# Passage shown:
========

The amount NHS Wales spends on cross-border healthcare has increased by 4% this year, Welsh Conservatives can reveal.

According to a freedom of information request (attached) – submitted by Janet Finch-Saunders AM, a Welsh Conservative Assembly Member for Aberconwy – between 2016 and 2017 health boards spent £9.749 million more on goods and services from non-Welsh NHS Wales Trusts than in the previous year.

Total spending in 2016-17 amounted to £254,557,000.

A Written Assembly Question (attached) has also revealed that the number of Welsh patients being treated in English hospitals for non-emergency care has steadily risen year-on-year from 44,606 in 2014/15 to 45,380 in 2015/16, and up again to 46,043 in 2016/17.

The data shows that some patients have been referred many hundreds of miles away, with 122 people being sent to Royal Cornwall Hospital, 14 people being referred to Pinderfields General Hospital in Yorkshire, and three to the University hospital of North Durham.

Welsh Conservative Shadow Health Secretary, Angela Burns AM, said:

“The growing reliance on goods and services across the border is a matter of great concern, and a sign of health boards struggling to cope with a rising demand.

“Most troubling of all is that some patients are having to travel hundreds of miles to places as far afield as Cornwall for their treatment. This is completely unacceptable – especially if you are elderly, disabled, or have limited means.

========

# Supplied data:
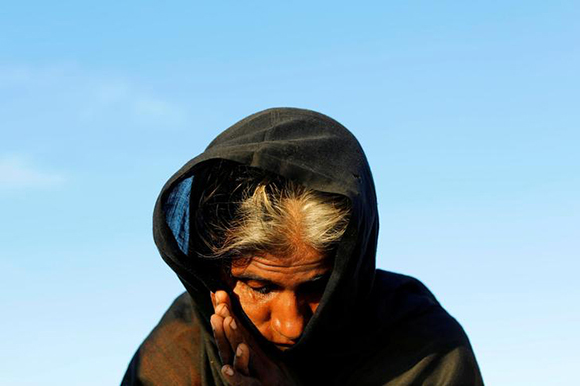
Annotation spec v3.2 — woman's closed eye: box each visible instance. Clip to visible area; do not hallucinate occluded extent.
[245,280,276,295]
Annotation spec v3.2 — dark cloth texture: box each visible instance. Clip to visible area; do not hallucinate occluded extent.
[122,108,483,385]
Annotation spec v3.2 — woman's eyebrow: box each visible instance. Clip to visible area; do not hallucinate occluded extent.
[232,273,270,282]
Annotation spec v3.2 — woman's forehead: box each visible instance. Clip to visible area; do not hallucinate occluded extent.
[232,250,332,273]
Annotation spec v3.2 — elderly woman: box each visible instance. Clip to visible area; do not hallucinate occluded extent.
[122,108,482,385]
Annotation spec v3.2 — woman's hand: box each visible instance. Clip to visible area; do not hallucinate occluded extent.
[210,291,297,386]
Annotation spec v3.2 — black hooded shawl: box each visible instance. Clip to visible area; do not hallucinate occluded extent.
[122,108,483,385]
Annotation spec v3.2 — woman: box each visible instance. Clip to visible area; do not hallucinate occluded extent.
[123,108,482,385]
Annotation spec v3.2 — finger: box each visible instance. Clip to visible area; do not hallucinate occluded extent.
[210,314,233,365]
[234,343,250,375]
[215,290,232,309]
[222,365,261,386]
[215,303,231,319]
[223,316,244,352]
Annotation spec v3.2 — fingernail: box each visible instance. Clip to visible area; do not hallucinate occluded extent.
[217,304,228,318]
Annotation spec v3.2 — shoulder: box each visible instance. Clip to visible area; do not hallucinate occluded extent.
[364,270,483,385]
[122,293,200,385]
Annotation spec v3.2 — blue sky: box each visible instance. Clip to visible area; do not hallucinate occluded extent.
[0,1,580,385]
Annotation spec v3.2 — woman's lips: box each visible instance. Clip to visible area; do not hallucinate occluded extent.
[272,342,294,351]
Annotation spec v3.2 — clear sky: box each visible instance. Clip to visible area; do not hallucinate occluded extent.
[0,0,580,386]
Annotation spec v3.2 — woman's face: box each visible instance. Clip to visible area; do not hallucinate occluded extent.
[231,248,332,350]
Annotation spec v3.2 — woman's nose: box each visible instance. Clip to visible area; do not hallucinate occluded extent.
[271,291,312,343]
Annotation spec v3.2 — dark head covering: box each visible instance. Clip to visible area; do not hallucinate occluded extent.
[124,108,480,385]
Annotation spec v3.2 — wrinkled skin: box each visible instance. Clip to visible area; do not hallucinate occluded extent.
[211,248,332,386]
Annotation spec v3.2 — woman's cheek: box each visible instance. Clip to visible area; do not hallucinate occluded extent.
[234,284,270,338]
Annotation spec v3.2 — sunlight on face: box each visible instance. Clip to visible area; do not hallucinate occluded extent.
[231,248,332,350]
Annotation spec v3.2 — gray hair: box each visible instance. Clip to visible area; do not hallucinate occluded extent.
[197,160,350,259]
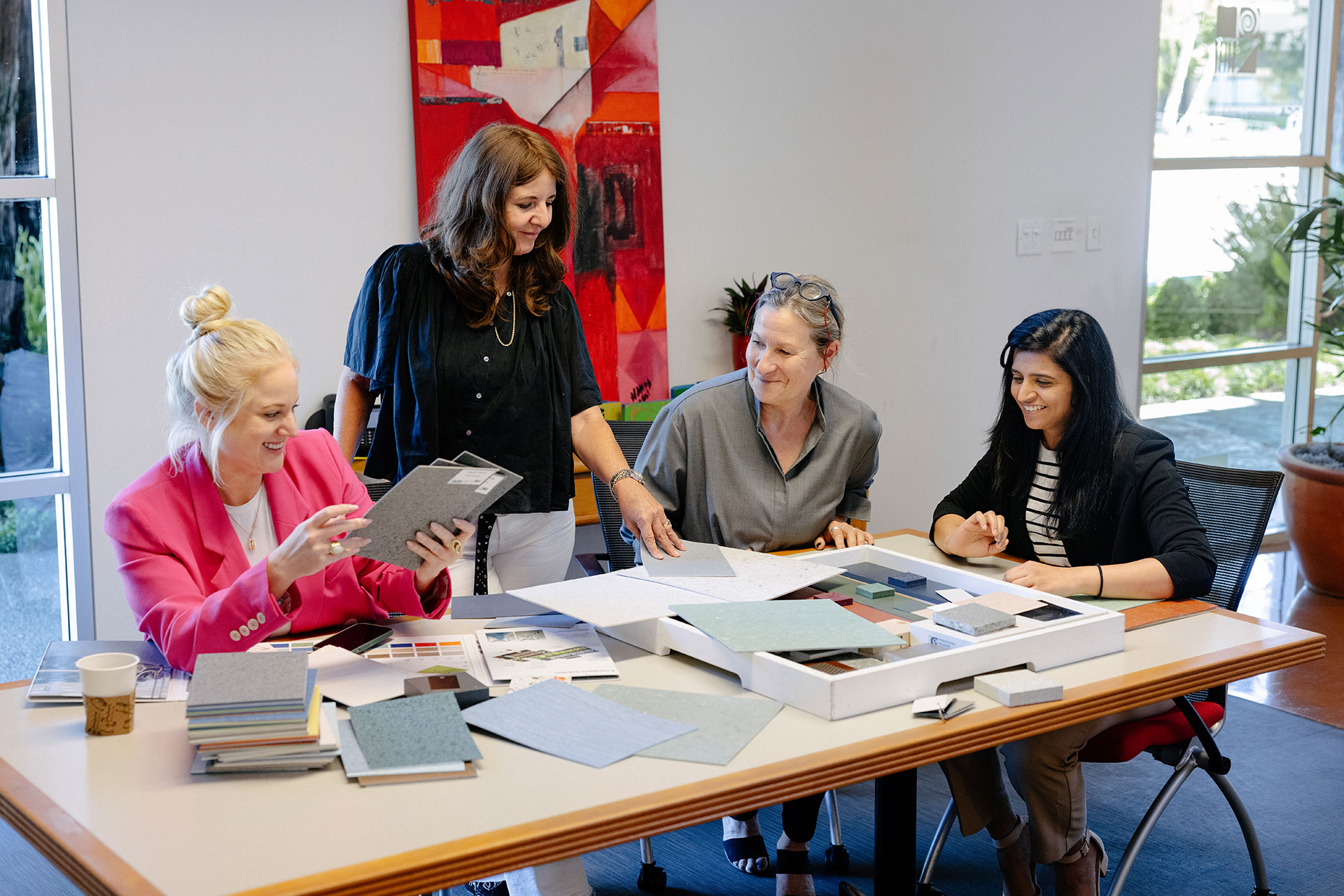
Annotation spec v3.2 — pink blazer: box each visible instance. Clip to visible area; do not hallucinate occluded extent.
[102,430,450,672]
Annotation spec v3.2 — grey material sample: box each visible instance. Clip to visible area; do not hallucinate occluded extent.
[187,650,312,715]
[641,540,736,579]
[359,461,522,570]
[671,601,903,653]
[932,603,1016,636]
[485,612,580,629]
[349,693,481,769]
[462,677,693,769]
[594,685,783,766]
[447,594,550,620]
[976,669,1065,706]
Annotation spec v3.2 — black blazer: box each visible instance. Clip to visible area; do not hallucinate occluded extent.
[930,423,1218,598]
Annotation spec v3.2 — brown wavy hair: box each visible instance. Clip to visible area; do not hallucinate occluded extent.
[421,124,574,328]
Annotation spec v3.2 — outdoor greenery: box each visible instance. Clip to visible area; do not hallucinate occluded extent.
[0,498,57,554]
[13,227,47,355]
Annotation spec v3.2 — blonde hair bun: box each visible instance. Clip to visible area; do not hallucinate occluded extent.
[177,286,232,342]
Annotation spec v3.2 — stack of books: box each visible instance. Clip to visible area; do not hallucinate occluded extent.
[187,652,340,774]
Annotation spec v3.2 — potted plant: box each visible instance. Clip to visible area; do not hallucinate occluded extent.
[714,274,770,371]
[1278,167,1344,596]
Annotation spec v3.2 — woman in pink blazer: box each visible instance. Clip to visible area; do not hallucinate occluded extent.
[104,286,472,671]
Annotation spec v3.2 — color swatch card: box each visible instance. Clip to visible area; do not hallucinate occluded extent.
[476,623,621,681]
[349,693,481,769]
[641,540,736,579]
[594,685,783,766]
[459,680,695,769]
[617,548,844,602]
[672,601,902,653]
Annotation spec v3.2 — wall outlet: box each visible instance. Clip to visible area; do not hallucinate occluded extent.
[1050,218,1084,253]
[1087,215,1100,253]
[1017,218,1046,255]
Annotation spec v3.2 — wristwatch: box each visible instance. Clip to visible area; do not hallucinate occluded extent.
[606,468,644,493]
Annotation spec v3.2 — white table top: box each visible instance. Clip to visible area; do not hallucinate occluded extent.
[0,536,1324,896]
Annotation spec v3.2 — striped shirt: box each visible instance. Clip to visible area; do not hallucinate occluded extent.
[1027,443,1068,567]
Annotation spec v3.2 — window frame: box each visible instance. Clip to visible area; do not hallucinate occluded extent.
[1135,0,1344,456]
[0,0,97,639]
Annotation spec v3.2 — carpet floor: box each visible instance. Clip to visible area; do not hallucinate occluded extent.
[0,699,1344,896]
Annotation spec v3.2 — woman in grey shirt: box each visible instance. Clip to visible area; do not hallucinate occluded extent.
[634,274,882,896]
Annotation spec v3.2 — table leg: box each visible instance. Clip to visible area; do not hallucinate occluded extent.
[872,769,918,896]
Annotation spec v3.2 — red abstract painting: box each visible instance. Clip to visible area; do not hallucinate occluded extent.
[409,0,668,402]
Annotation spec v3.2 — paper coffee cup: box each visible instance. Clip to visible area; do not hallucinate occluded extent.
[76,653,140,735]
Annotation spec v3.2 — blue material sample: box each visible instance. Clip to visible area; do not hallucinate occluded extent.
[459,680,693,769]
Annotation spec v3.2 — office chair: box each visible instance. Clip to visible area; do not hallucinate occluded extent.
[574,421,849,893]
[916,461,1284,896]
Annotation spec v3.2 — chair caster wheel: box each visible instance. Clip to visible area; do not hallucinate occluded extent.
[634,864,668,893]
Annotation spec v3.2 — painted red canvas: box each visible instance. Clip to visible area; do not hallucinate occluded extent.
[409,0,668,402]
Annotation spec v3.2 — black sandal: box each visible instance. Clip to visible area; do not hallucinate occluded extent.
[723,834,770,874]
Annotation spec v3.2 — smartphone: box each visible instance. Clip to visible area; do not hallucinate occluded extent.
[313,622,393,653]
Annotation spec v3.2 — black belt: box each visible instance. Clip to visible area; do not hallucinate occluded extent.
[472,513,498,594]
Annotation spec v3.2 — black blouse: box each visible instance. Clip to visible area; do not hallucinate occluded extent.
[930,423,1218,598]
[345,243,602,513]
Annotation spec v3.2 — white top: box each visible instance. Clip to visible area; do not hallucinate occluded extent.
[1026,443,1068,567]
[225,485,290,638]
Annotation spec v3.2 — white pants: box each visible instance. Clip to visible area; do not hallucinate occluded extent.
[447,501,574,594]
[447,501,592,896]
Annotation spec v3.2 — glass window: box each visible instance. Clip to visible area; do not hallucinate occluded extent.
[0,0,42,177]
[0,496,62,681]
[0,199,57,474]
[1153,0,1308,158]
[1144,168,1301,357]
[1140,361,1287,470]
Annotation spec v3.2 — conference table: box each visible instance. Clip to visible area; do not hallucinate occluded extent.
[0,531,1325,896]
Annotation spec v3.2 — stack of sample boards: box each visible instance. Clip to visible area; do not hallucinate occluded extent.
[187,653,339,774]
[337,693,481,786]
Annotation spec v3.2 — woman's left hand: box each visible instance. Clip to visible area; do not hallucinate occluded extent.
[812,520,872,551]
[1004,560,1097,598]
[615,478,685,560]
[406,519,476,595]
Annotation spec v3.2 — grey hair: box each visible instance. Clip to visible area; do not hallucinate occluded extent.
[748,274,844,356]
[167,286,298,485]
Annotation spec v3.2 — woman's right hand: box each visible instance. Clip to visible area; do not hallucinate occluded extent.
[266,504,370,595]
[945,510,1008,557]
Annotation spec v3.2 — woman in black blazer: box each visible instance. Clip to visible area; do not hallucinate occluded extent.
[932,309,1215,896]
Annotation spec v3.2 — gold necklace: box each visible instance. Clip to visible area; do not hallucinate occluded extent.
[226,486,265,554]
[491,290,517,348]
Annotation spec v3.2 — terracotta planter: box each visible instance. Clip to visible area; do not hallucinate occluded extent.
[1278,444,1344,598]
[732,333,748,371]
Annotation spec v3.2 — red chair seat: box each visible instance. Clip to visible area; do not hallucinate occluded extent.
[1081,701,1223,762]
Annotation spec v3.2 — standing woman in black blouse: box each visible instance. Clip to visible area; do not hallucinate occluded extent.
[336,125,680,607]
[932,309,1217,896]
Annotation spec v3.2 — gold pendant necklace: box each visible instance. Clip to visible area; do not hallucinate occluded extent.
[491,290,517,348]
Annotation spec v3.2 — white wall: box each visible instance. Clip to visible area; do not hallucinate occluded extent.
[69,0,1157,638]
[659,0,1157,531]
[69,0,415,638]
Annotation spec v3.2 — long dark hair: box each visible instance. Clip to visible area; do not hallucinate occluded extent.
[989,307,1133,539]
[421,124,574,328]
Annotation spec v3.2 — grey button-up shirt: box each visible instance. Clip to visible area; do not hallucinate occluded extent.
[622,370,882,551]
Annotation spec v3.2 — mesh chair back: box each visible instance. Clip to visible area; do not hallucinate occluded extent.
[1176,461,1284,610]
[593,421,653,571]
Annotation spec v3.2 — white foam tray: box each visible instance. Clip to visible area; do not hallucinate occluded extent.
[602,547,1125,719]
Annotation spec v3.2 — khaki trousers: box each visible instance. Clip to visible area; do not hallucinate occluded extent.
[941,700,1175,865]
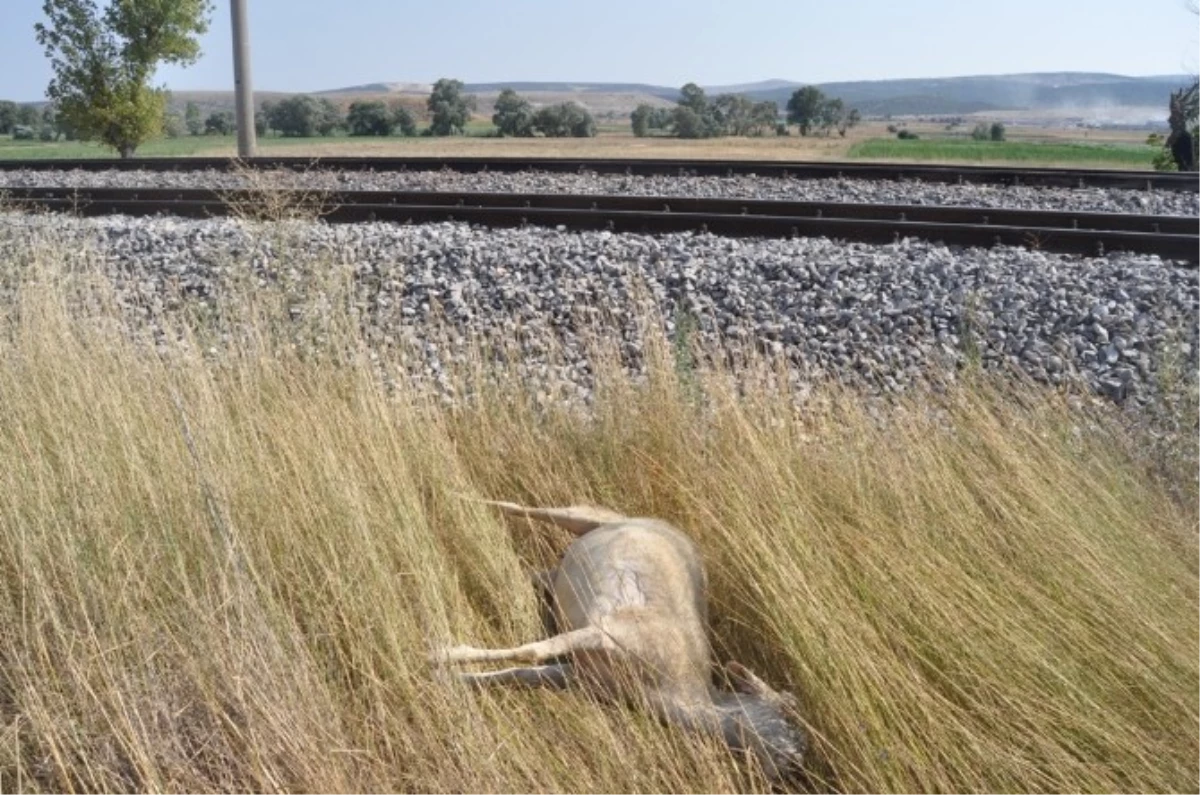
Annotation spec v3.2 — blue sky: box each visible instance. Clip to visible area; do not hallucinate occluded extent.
[0,0,1200,101]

========

# Brief:
Pick up the report on NHS Wales spending on cross-border healthcare and carry it on from its last sentence.

# Response:
“The Welsh Labour administration needs to once and for all tackle the problem of under-recruitment and ensure that health boards are properly resourced so that patients can receive the right treatment when and where they need it.”

Janet Finch-Saunders AM said:

“It is deeply troubling that so many people in Wales are being failed by the Welsh Government and therefore have to seek treatment in England.

“People in Wales do not pay their taxes so the Welsh Government can send them often over a hundred miles away for care. They pay them in the expectation that their government provides them with timely and convenient treatment.

“If a patient from Conwy, in my constituency, has to have treatment in Chester – one of the hospitals most visited by Welsh residents – then they have to make a two-hour long journey, there and back. If taken with the length of treatment and time spent in the waiting room, it is possible that they will have had to take the day off work, potentially losing out on wages.

“The cost to patients and taxpayers cannot be underestimated.”